### WRITTEN INSTRUCTION
Count the lines of the data below that contain the word "potted", with case counting, and give only the number.

### DATASET RECORDS
»»

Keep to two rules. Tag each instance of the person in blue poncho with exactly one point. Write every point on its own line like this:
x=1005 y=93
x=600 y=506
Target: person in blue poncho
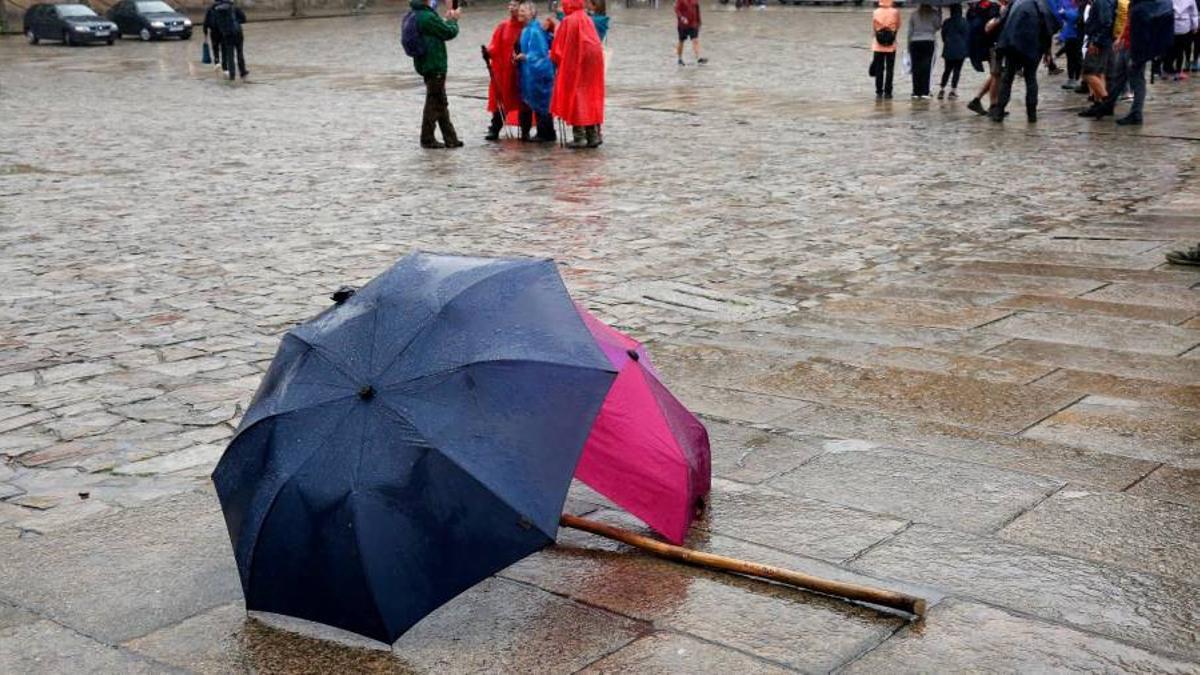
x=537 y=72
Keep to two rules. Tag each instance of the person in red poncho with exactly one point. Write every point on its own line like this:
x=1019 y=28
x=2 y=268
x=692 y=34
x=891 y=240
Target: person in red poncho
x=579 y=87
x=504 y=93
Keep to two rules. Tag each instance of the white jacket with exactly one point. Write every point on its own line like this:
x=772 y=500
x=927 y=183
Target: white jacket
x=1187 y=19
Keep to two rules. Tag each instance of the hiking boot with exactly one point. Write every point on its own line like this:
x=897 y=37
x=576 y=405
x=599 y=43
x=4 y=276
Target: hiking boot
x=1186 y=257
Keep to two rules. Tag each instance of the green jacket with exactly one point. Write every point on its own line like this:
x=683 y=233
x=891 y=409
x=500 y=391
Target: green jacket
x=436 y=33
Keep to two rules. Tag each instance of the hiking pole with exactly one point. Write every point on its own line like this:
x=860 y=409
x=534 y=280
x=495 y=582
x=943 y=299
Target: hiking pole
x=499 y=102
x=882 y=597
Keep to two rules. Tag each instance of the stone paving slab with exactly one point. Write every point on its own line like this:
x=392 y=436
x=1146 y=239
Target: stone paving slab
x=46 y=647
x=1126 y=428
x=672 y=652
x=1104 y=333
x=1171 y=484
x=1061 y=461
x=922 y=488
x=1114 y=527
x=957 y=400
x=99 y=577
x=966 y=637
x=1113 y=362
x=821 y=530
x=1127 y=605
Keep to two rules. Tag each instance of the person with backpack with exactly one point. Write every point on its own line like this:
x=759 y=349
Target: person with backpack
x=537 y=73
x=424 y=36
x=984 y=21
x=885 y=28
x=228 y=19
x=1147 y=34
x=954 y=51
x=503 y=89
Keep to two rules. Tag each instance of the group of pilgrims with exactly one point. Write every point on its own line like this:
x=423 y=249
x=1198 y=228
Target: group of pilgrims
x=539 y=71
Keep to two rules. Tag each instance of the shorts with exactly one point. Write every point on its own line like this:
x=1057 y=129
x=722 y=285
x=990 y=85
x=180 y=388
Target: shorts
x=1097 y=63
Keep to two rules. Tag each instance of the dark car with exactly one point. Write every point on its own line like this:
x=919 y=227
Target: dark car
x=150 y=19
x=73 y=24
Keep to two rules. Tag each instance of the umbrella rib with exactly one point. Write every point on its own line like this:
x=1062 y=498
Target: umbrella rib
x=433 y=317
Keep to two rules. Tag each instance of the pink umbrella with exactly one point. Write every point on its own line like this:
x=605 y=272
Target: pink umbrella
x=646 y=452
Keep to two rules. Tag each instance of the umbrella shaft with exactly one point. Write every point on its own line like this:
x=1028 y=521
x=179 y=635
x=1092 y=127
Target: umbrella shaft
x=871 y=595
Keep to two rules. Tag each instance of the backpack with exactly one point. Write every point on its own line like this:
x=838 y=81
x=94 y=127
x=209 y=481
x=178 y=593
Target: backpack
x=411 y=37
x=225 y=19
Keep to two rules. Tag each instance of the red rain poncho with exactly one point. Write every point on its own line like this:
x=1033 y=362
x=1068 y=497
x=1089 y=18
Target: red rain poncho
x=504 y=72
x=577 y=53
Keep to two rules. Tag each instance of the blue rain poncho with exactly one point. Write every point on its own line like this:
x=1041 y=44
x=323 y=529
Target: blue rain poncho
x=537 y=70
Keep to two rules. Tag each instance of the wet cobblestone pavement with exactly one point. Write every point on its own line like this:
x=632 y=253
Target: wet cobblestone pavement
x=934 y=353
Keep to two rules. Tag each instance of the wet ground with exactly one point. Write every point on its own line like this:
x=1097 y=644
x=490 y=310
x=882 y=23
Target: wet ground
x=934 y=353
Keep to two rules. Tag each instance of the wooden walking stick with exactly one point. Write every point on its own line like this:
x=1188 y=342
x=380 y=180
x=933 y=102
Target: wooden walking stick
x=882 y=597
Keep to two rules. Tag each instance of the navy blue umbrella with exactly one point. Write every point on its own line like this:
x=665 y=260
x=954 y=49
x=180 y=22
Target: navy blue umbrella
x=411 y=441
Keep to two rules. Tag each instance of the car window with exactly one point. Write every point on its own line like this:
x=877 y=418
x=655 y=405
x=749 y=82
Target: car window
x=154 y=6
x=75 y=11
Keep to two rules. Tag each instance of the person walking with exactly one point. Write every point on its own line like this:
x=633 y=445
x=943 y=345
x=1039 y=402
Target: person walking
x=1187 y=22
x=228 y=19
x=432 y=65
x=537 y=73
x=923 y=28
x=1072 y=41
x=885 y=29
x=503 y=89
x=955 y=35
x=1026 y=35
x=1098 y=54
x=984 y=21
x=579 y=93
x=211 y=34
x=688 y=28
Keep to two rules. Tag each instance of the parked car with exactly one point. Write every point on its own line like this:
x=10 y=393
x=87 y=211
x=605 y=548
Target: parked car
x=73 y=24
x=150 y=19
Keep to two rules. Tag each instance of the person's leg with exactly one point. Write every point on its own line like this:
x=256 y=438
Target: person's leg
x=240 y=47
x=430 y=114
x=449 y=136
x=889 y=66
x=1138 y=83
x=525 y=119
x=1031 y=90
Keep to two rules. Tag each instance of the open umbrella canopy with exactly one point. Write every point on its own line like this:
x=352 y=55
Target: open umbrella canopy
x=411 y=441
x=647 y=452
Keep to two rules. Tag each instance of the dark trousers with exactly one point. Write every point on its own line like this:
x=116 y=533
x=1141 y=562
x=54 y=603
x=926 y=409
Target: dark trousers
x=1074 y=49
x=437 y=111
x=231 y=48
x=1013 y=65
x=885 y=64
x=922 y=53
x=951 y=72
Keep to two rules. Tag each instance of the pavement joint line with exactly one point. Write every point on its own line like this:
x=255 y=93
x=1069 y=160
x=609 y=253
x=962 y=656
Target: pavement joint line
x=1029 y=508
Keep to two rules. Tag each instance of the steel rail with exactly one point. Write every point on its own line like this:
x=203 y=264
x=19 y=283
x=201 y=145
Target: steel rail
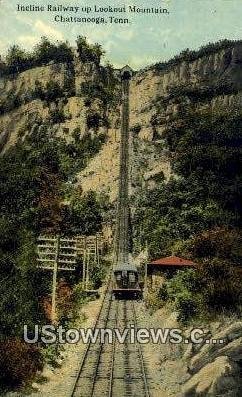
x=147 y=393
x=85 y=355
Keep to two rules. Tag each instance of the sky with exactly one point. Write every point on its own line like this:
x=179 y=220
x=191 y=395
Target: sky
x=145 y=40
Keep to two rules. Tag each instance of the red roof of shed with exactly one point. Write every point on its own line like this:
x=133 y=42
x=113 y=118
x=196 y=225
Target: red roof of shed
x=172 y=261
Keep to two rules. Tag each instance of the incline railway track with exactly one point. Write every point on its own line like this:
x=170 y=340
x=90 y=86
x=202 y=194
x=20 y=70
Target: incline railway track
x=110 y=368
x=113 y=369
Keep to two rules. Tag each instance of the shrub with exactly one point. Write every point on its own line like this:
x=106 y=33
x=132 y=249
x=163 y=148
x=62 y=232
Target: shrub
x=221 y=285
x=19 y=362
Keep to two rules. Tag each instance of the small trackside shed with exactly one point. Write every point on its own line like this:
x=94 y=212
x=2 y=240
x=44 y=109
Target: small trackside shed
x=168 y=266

««
»»

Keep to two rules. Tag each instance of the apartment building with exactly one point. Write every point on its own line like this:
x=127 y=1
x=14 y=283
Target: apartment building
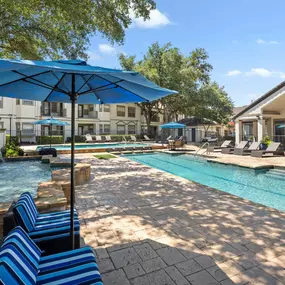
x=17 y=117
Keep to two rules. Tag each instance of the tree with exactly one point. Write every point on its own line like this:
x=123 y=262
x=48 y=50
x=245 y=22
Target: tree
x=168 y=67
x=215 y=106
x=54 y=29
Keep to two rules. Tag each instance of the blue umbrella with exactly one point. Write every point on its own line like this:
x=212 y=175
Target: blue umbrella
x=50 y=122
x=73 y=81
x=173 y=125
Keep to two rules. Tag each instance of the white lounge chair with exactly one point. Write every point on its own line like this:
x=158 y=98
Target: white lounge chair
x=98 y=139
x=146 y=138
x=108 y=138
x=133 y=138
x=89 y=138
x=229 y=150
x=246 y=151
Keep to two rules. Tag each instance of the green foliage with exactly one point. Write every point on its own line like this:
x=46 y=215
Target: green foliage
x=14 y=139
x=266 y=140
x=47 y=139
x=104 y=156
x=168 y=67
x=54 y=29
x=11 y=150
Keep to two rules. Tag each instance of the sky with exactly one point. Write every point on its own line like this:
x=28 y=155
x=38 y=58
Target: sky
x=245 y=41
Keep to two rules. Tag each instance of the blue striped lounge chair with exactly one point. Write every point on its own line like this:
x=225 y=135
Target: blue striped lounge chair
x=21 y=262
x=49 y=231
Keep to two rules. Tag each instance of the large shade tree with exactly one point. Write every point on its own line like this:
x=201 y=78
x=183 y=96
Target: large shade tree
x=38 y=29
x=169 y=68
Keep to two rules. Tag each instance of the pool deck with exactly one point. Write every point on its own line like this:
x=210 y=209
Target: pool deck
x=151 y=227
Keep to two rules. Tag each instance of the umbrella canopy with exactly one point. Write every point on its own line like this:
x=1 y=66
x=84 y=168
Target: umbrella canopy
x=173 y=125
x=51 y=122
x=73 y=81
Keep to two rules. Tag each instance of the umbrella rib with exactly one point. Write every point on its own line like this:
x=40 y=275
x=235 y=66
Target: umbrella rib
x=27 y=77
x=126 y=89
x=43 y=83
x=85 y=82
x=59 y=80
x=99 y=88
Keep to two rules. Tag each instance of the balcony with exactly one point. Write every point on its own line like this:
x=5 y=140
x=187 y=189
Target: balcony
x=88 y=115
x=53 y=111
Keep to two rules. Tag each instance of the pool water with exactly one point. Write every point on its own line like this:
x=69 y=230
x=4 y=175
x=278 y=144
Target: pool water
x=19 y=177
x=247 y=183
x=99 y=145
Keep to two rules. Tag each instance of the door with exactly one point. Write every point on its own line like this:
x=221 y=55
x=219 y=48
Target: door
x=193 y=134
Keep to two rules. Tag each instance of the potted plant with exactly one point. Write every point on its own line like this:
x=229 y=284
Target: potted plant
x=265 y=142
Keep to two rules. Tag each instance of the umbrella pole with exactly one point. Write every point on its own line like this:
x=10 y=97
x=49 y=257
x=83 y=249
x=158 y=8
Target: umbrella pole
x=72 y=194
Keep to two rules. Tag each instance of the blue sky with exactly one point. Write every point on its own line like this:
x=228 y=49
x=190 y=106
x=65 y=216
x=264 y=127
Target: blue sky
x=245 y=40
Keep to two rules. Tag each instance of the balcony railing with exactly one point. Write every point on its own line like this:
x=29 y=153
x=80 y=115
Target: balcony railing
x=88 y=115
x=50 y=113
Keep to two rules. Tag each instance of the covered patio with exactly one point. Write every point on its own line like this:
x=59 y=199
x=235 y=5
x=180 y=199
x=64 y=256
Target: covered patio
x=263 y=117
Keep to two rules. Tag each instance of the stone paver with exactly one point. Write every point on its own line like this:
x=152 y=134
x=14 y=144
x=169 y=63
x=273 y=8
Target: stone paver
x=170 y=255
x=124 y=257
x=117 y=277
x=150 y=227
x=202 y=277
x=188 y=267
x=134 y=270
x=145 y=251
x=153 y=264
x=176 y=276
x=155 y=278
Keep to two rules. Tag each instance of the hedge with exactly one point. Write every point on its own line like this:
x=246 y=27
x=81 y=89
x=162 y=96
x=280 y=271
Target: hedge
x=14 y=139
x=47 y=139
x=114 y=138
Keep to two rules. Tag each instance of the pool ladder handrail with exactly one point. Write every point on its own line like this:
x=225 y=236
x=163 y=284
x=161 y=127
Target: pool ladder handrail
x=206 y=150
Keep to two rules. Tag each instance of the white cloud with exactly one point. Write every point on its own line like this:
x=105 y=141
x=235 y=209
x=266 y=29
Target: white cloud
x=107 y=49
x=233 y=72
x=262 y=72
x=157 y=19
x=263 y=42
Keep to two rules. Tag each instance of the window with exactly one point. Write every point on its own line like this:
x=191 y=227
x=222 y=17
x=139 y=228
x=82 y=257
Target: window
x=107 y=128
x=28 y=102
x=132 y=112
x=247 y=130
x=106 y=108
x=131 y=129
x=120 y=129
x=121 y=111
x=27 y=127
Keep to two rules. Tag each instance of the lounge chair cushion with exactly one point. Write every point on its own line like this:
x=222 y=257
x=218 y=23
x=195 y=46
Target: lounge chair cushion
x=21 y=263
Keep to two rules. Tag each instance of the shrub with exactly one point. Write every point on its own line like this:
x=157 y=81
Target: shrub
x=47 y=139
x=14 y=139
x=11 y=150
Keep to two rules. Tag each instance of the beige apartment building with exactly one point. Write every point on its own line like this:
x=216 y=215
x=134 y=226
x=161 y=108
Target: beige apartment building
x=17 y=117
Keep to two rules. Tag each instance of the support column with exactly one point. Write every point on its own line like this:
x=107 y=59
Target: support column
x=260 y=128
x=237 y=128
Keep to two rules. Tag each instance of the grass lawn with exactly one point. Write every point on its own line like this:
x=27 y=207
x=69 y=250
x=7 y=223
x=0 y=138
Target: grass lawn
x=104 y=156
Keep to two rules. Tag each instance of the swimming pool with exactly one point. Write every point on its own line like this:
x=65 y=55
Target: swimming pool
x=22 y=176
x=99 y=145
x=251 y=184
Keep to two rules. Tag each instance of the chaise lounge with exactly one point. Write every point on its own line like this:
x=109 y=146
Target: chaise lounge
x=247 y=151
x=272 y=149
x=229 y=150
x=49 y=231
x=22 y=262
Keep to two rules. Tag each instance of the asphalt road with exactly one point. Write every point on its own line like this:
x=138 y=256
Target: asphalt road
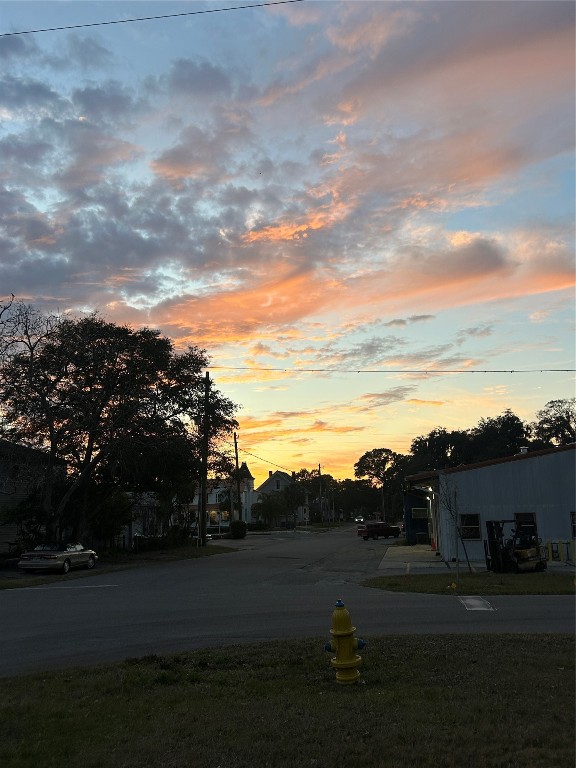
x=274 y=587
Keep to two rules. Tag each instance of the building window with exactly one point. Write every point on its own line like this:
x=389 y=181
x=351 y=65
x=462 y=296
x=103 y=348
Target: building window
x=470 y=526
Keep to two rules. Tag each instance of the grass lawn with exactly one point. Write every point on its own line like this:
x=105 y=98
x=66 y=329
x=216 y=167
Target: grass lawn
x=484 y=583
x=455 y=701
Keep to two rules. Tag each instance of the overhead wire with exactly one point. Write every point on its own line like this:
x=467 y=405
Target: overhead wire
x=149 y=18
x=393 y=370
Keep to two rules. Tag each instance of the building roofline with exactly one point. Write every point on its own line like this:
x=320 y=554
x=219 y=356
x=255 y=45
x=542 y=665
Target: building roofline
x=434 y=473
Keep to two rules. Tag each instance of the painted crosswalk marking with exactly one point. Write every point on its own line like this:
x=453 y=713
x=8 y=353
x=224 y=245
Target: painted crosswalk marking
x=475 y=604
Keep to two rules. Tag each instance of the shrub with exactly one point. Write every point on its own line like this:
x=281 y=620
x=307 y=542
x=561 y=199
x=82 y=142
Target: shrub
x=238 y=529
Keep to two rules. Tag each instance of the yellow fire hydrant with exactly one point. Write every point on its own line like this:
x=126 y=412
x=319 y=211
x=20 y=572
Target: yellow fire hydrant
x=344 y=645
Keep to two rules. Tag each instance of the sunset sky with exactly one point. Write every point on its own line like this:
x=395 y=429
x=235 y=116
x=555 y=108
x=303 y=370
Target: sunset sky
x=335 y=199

««

### THE OUTPUT
2